_Document section_
That’s why it is critical for lenders to determine the degree of pay-up risk they are willing to take.
“Some of these custom pools can have pretty high pay-ups, or value above the generic multi-pool, and some might be ‘cuspier,’ if you will, to the multi-pool level,” he explains. “So, if you’re an originator that’s shipping loans and getting them ready to be submitted in Ginnie Net, that can take time. And if the market is moving, or if it is a less-liquid security, the originator could actually lose value, as they’re subject to some pay-up risk.”
“But now the accounts are aware of the opportunity; they more closely monitor pay-ups in the market to see where these custom pools can be created from their pipeline of loans,” he adds.
Sokolik says BOK helps protect its originator clients from this pay-up risk by providing the option to trade pools ahead of certification in the Ginnie Net system. If we help an originator find value above the multi-pool, this gives them the option to lock in that pay-up without the risk of the pay-up changing while they wait for certification before selling to a broker-dealer.
“We’re not simply brokering out specified pools that are presented to us by our originator clients – we have institutional customers that give us orders, and we also have balance sheet here,” he says. “We can buy, hold and position these securities – and that provides flexibility to our originator clients.”
Another way that BOK helps protect its originator clients from this pay-up risk is by offering a variance that covers changes in loan pool size that might occur between when the pools are traded and when they certify in Ginnie Net by the document custodian.
“We will actually trade these pools with the client ahead of certification in Ginnie Net, by the doc custodian,” Sokolik explains. Doing so locks in the sale to the mortgage originator, and they have no pay-up risk.

_Job 1_
In the passage on pay-up risk, what does the variance that BOK offers its originator clients cover?

_Material for the task_
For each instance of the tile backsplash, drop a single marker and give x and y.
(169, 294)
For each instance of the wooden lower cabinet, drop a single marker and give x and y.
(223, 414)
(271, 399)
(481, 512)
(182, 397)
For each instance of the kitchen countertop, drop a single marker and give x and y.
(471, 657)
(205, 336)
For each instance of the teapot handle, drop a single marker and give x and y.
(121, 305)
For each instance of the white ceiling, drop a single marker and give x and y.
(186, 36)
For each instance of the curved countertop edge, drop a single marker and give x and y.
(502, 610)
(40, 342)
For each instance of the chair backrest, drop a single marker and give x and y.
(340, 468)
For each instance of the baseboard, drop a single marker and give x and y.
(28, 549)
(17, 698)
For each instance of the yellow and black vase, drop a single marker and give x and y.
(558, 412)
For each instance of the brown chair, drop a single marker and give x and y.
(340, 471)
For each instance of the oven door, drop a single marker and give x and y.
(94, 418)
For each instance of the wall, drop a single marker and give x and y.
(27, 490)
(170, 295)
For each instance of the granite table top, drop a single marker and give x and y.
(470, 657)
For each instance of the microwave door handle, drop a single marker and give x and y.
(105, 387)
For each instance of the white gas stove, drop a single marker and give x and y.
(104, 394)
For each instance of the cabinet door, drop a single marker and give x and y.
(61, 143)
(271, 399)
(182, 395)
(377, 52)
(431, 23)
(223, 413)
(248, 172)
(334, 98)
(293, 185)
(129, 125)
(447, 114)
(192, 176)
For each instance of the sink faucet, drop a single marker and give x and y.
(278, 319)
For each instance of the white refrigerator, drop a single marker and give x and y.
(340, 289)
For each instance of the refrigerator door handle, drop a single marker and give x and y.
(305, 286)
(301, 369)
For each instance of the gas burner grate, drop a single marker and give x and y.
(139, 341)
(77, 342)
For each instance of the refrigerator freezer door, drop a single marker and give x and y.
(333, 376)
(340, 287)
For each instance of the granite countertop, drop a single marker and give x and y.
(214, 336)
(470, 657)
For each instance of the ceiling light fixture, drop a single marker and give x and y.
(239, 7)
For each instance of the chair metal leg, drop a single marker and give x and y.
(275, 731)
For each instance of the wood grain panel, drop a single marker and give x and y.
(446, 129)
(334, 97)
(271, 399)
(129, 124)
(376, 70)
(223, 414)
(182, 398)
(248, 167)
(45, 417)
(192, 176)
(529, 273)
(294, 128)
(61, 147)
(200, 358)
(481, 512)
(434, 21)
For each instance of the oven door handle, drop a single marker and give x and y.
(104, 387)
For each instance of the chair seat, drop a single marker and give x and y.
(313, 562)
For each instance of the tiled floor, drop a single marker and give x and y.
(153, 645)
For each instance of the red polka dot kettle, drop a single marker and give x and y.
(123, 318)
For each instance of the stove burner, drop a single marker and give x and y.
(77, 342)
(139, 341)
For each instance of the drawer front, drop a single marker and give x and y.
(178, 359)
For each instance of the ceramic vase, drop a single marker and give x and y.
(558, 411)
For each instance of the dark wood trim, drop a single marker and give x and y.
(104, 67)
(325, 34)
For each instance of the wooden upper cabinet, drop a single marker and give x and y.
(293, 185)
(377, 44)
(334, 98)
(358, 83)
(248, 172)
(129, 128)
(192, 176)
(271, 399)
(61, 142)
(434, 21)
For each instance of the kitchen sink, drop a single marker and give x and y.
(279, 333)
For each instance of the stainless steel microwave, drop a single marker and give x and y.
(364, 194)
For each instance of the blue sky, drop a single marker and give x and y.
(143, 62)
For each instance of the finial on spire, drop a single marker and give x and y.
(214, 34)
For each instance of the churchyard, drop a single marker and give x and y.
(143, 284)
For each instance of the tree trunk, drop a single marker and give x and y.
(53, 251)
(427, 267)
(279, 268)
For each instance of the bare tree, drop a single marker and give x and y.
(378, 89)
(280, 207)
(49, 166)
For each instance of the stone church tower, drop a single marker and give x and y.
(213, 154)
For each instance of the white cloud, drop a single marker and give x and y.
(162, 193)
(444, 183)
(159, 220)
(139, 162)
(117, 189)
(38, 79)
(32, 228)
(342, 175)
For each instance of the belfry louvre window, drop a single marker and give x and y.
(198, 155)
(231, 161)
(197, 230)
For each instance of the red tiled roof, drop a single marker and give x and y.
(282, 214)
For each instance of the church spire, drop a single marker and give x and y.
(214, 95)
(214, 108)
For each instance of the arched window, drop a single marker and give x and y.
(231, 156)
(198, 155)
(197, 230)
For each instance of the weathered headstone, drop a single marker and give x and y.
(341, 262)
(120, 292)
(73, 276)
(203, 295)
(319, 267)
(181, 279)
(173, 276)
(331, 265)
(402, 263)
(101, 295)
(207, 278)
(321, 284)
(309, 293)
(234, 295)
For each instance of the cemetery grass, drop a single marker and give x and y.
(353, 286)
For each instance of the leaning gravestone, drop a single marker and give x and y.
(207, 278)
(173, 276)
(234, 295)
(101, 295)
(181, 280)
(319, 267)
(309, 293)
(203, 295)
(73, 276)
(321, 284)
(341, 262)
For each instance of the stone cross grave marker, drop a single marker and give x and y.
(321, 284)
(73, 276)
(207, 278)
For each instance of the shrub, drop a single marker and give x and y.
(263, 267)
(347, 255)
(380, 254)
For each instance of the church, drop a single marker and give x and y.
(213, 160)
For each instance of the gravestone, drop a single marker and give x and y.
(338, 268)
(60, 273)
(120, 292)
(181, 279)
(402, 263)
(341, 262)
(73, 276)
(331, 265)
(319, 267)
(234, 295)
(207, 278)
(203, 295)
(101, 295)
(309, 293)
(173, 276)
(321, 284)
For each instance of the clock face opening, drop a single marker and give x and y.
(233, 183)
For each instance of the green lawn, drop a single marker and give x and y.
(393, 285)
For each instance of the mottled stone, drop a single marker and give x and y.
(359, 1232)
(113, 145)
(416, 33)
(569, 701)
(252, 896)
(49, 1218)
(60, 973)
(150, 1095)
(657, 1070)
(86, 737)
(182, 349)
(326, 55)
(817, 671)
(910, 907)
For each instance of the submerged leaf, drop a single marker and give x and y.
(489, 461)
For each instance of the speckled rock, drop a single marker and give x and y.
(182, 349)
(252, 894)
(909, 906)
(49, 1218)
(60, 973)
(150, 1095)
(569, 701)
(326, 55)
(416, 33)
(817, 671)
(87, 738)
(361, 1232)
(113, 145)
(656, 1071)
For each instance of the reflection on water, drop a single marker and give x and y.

_Job 2_
Reproduce the stretch of the entries from the line containing "For each instance of the submerged" through the last line of the entries, word for word and line for line.

_Exercise response 1_
It covers changes in loan pool size that might occur between when the pools are traded and when they certify in Ginnie Net by the document custodian.

_Exercise response 2_
For each instance of the submerged leaf, drop a single marker and give x and y.
(489, 461)
For each instance of the speckled rock, drop a single marker and give x and y.
(182, 349)
(252, 894)
(909, 906)
(49, 1218)
(60, 973)
(150, 1095)
(569, 701)
(326, 55)
(416, 33)
(817, 671)
(87, 738)
(361, 1232)
(113, 145)
(656, 1071)
For each instance of the reflection on water, drop a single marker and give x and y.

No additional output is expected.